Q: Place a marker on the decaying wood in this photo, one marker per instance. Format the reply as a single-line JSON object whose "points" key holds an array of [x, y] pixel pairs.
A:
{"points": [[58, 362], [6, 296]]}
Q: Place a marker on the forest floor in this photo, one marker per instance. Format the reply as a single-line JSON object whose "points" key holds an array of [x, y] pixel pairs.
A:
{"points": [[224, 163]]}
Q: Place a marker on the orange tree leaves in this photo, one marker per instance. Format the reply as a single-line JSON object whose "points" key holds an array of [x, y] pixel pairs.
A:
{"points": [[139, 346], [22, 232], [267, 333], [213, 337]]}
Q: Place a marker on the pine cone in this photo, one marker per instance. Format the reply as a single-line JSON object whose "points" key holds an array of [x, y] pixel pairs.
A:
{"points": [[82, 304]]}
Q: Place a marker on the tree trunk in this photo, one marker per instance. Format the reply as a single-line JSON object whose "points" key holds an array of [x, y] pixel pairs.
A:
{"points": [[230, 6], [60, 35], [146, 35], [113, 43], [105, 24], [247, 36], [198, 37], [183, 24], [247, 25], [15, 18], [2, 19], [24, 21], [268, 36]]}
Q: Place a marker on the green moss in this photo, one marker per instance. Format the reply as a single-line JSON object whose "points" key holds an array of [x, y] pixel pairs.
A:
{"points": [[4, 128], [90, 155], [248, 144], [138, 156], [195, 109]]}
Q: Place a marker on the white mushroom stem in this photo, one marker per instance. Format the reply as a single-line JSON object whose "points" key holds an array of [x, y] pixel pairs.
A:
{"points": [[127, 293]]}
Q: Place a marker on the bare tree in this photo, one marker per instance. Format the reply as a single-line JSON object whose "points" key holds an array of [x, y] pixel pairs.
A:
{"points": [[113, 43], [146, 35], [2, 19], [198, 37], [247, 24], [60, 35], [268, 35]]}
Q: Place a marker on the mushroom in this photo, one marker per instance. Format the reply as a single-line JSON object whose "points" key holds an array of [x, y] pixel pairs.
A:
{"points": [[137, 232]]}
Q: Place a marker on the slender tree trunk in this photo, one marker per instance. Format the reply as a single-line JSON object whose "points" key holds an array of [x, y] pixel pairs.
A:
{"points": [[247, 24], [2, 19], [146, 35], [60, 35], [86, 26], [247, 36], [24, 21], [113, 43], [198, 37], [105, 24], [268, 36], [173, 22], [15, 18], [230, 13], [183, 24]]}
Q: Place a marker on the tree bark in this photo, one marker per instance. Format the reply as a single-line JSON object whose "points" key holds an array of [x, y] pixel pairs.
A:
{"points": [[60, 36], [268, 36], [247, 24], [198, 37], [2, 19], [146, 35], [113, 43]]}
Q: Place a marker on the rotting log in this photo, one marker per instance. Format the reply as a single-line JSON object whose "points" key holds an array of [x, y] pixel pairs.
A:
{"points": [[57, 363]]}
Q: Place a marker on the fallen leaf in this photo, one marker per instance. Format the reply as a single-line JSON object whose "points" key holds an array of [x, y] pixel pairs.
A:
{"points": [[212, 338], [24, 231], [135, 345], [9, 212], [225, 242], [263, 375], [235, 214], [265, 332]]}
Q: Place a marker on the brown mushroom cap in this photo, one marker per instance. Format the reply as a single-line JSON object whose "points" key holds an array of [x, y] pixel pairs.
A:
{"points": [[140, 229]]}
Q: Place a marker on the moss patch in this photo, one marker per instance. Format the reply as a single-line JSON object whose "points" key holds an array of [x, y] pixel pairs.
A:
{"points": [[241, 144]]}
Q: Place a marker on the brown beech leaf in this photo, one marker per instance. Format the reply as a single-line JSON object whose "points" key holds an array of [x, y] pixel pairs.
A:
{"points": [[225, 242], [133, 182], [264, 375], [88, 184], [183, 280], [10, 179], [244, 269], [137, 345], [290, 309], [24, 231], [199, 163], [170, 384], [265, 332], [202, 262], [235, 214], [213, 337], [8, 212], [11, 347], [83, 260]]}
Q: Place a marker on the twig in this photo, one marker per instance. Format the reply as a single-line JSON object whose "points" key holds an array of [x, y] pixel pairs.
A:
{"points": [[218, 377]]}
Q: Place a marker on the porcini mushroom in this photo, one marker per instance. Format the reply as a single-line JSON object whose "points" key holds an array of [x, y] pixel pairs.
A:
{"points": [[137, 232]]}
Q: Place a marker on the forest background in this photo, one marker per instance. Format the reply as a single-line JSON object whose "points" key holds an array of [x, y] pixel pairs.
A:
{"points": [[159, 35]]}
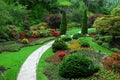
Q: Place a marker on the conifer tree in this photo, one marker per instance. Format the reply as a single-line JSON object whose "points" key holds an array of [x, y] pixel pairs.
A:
{"points": [[63, 25]]}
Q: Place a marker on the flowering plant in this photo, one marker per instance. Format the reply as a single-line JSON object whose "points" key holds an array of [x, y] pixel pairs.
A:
{"points": [[61, 54], [112, 62]]}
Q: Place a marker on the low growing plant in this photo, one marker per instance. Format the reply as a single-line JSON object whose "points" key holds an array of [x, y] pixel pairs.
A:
{"points": [[59, 45], [76, 66]]}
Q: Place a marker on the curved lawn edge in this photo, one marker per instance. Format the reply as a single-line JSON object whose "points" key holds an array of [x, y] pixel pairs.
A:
{"points": [[96, 46], [42, 64], [12, 61]]}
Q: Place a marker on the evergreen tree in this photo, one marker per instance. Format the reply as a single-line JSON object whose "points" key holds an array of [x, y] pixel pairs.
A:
{"points": [[63, 25], [84, 24]]}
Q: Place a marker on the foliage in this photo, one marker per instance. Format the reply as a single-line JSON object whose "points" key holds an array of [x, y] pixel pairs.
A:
{"points": [[54, 20], [73, 24], [22, 35], [112, 62], [106, 45], [63, 25], [55, 33], [84, 44], [25, 41], [116, 11], [92, 19], [35, 34], [108, 25], [76, 66], [84, 29], [74, 45], [13, 32], [63, 3], [59, 45], [77, 10], [77, 35], [66, 38]]}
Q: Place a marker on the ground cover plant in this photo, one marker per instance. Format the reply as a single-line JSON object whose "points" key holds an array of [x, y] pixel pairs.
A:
{"points": [[90, 28]]}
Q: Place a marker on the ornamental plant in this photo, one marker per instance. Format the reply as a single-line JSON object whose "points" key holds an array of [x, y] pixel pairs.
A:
{"points": [[25, 41], [76, 66], [63, 25], [59, 45], [74, 45], [112, 62], [61, 54]]}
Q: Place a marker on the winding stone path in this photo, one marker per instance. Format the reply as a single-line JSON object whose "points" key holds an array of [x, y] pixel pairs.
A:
{"points": [[28, 69]]}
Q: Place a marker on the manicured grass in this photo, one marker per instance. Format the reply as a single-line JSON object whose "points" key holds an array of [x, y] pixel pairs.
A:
{"points": [[73, 31], [96, 46], [42, 64], [12, 61]]}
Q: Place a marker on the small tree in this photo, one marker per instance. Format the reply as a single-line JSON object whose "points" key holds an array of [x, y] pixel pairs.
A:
{"points": [[84, 24], [63, 25]]}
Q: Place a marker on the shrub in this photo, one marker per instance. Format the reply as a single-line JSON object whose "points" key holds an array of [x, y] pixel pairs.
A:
{"points": [[54, 21], [77, 35], [25, 41], [75, 66], [55, 33], [66, 38], [84, 44], [112, 62], [13, 32], [63, 25], [106, 45], [35, 34], [92, 19], [22, 35], [115, 49], [116, 11], [73, 24], [99, 42], [61, 54], [74, 45], [59, 45]]}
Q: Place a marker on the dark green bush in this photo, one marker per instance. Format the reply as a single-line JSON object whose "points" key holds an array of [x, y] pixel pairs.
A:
{"points": [[77, 35], [76, 66], [66, 38], [59, 45]]}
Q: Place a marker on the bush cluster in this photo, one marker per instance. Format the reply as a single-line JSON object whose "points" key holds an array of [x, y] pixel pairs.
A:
{"points": [[77, 35], [76, 66], [59, 45]]}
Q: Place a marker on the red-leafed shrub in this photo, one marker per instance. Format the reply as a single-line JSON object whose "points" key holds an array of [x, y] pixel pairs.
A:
{"points": [[61, 54], [92, 19], [55, 33], [112, 62], [22, 35], [54, 20]]}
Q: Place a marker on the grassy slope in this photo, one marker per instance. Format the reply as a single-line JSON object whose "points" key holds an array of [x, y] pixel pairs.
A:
{"points": [[42, 63], [96, 46], [14, 60]]}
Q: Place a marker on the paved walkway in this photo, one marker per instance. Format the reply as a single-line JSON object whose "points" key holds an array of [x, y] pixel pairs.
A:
{"points": [[28, 69]]}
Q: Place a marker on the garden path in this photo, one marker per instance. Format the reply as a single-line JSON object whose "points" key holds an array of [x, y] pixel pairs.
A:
{"points": [[28, 69]]}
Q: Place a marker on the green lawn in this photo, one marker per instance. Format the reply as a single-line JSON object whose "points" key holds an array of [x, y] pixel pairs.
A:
{"points": [[42, 64], [96, 46], [73, 31], [14, 60]]}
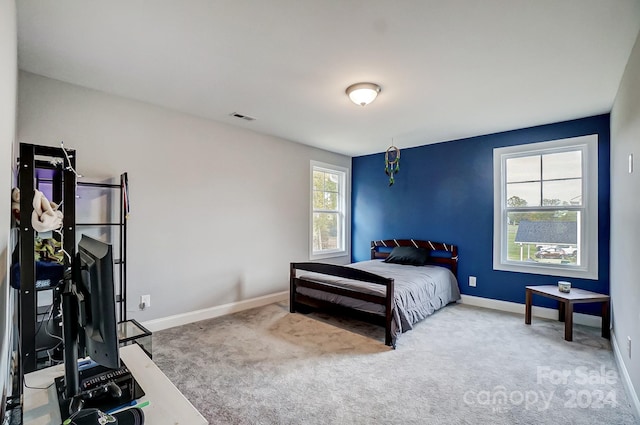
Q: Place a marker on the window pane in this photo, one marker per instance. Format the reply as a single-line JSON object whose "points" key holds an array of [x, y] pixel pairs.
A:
{"points": [[325, 231], [523, 194], [562, 192], [543, 237], [331, 201], [523, 169], [562, 165], [318, 180]]}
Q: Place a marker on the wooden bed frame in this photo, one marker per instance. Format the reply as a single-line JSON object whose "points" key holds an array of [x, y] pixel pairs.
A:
{"points": [[447, 256]]}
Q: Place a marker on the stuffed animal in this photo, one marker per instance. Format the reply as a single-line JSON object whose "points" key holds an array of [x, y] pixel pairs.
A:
{"points": [[45, 216], [15, 204]]}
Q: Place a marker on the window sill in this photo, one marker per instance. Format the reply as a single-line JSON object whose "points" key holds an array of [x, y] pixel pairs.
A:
{"points": [[328, 254]]}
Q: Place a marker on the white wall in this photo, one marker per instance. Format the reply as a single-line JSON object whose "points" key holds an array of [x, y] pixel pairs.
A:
{"points": [[217, 212], [625, 217], [8, 83]]}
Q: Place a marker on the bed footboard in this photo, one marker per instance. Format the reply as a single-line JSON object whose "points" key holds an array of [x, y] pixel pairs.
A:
{"points": [[296, 300]]}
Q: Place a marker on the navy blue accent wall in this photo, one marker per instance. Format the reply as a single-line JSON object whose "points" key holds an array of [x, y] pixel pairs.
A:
{"points": [[444, 192]]}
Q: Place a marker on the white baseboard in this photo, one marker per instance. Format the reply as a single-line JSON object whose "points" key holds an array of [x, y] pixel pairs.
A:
{"points": [[546, 313], [209, 313], [631, 392]]}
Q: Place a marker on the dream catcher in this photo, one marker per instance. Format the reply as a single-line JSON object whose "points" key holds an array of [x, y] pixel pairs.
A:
{"points": [[392, 163]]}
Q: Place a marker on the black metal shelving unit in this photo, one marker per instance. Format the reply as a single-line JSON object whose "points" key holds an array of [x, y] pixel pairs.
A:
{"points": [[53, 160], [49, 165]]}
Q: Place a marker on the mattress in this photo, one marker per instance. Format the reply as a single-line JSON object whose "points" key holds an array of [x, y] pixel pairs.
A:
{"points": [[419, 291]]}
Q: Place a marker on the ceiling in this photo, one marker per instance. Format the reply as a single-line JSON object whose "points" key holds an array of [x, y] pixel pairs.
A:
{"points": [[448, 68]]}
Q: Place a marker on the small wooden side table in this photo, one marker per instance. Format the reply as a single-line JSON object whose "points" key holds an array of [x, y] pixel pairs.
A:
{"points": [[566, 300]]}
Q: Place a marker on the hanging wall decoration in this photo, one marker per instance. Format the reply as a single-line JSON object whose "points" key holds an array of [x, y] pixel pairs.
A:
{"points": [[392, 163]]}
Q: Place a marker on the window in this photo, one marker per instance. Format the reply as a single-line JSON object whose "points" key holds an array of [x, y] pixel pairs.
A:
{"points": [[329, 204], [546, 208]]}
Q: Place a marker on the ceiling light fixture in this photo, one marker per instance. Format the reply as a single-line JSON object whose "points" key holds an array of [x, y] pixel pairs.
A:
{"points": [[363, 93]]}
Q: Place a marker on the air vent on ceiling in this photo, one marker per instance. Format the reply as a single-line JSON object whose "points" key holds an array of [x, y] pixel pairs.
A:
{"points": [[242, 117]]}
________
[Task requirements] Can you write out the rows again from the line with "Q: Place a marker on the ceiling light" through the end of the rows, replacing "air vent" with "vent grille" and changing nothing else?

[Response]
Q: Place a marker on the ceiling light fixture in this photo, one marker per instance. Format the reply as a single-line JSON object whose "points" key holds an array of [x, y] pixel pairs.
A:
{"points": [[363, 93]]}
Q: Place a marker on the vent grille on ceiling in this photo, one marker per instance. Format the reply as a single-line JSON object whose "points" key holds an array of [x, y] pixel pairs.
A:
{"points": [[242, 117]]}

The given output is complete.